# Supplied text start
So consider this a review in progress, a sneak peek at the latest film experiment by one of cinema's more fertile imaginations. Indeed, his films now seem to fall into three categories: Hollywood productions like the "Ocean's" series, audacious stretches in filmmaking and distribution like the underappreciated "Che" and research-and-development projects like "Girlfriend."
This latest film is a follow-up to "Bubble," his $1 million HD movie that made a splash in 2005 when it went out simultaneously to theaters and cable television, only days before its DVD release. According to the director's post-screening Q&A with the audience, he shot "Girlfriend" over 16 days in New York in October at a cost of $1.7 million, using the latest sexy digital camera called the Red camera.
Written by "Ocean's Thirteen" writers Brian Koppelman and David Levien -- according to movie-date website IMDb -- the 78-minute "Girlfriend" centers on a high-priced Manhattan call girl played by porn star Sasha Grey, who is alternately named Chelsea and Christine. All other actors, according to Soderbergh, are nonpros cast for their similarity to the characters.
# Supplied text end
# Rows start
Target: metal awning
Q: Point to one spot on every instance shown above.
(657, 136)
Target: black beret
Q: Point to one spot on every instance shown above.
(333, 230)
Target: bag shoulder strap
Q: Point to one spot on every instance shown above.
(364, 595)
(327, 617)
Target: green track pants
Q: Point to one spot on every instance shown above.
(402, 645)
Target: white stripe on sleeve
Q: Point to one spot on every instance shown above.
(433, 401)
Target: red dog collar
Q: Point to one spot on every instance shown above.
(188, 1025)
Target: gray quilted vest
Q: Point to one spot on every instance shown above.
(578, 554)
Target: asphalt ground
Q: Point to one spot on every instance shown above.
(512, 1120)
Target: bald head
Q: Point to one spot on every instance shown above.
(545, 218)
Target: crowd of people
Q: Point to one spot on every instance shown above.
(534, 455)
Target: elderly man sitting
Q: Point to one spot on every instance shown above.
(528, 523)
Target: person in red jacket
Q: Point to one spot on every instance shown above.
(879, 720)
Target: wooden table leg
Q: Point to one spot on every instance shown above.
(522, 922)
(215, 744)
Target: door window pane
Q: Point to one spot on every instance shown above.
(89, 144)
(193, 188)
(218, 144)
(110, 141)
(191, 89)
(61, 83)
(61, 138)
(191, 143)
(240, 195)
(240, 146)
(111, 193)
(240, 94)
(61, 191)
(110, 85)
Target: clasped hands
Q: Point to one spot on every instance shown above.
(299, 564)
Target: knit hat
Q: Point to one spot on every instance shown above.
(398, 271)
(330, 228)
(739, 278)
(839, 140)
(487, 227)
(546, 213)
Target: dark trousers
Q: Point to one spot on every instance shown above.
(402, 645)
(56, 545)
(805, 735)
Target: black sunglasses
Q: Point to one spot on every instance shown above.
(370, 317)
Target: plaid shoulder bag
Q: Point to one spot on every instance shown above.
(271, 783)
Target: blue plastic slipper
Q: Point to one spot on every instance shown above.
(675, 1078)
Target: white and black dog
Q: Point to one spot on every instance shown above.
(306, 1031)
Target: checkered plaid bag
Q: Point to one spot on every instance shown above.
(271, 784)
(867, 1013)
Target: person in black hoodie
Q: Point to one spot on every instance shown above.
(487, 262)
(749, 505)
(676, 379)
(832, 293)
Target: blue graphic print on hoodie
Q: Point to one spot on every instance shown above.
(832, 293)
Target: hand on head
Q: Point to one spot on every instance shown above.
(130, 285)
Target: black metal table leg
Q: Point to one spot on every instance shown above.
# Rows end
**Exercise goal**: Transcribe the part of the film review starting with "This latest film" and going on through "to the characters.".

**Written solution**:
This latest film is a follow-up to "Bubble," his $1 million HD movie that made a splash in 2005 when it went out simultaneously to theaters and cable television, only days before its DVD release. According to the director's post-screening Q&A with the audience, he shot "Girlfriend" over 16 days in New York in October at a cost of $1.7 million, using the latest sexy digital camera called the Red camera.
Written by "Ocean's Thirteen" writers Brian Koppelman and David Levien -- according to movie-date website IMDb -- the 78-minute "Girlfriend" centers on a high-priced Manhattan call girl played by porn star Sasha Grey, who is alternately named Chelsea and Christine. All other actors, according to Soderbergh, are nonpros cast for their similarity to the characters.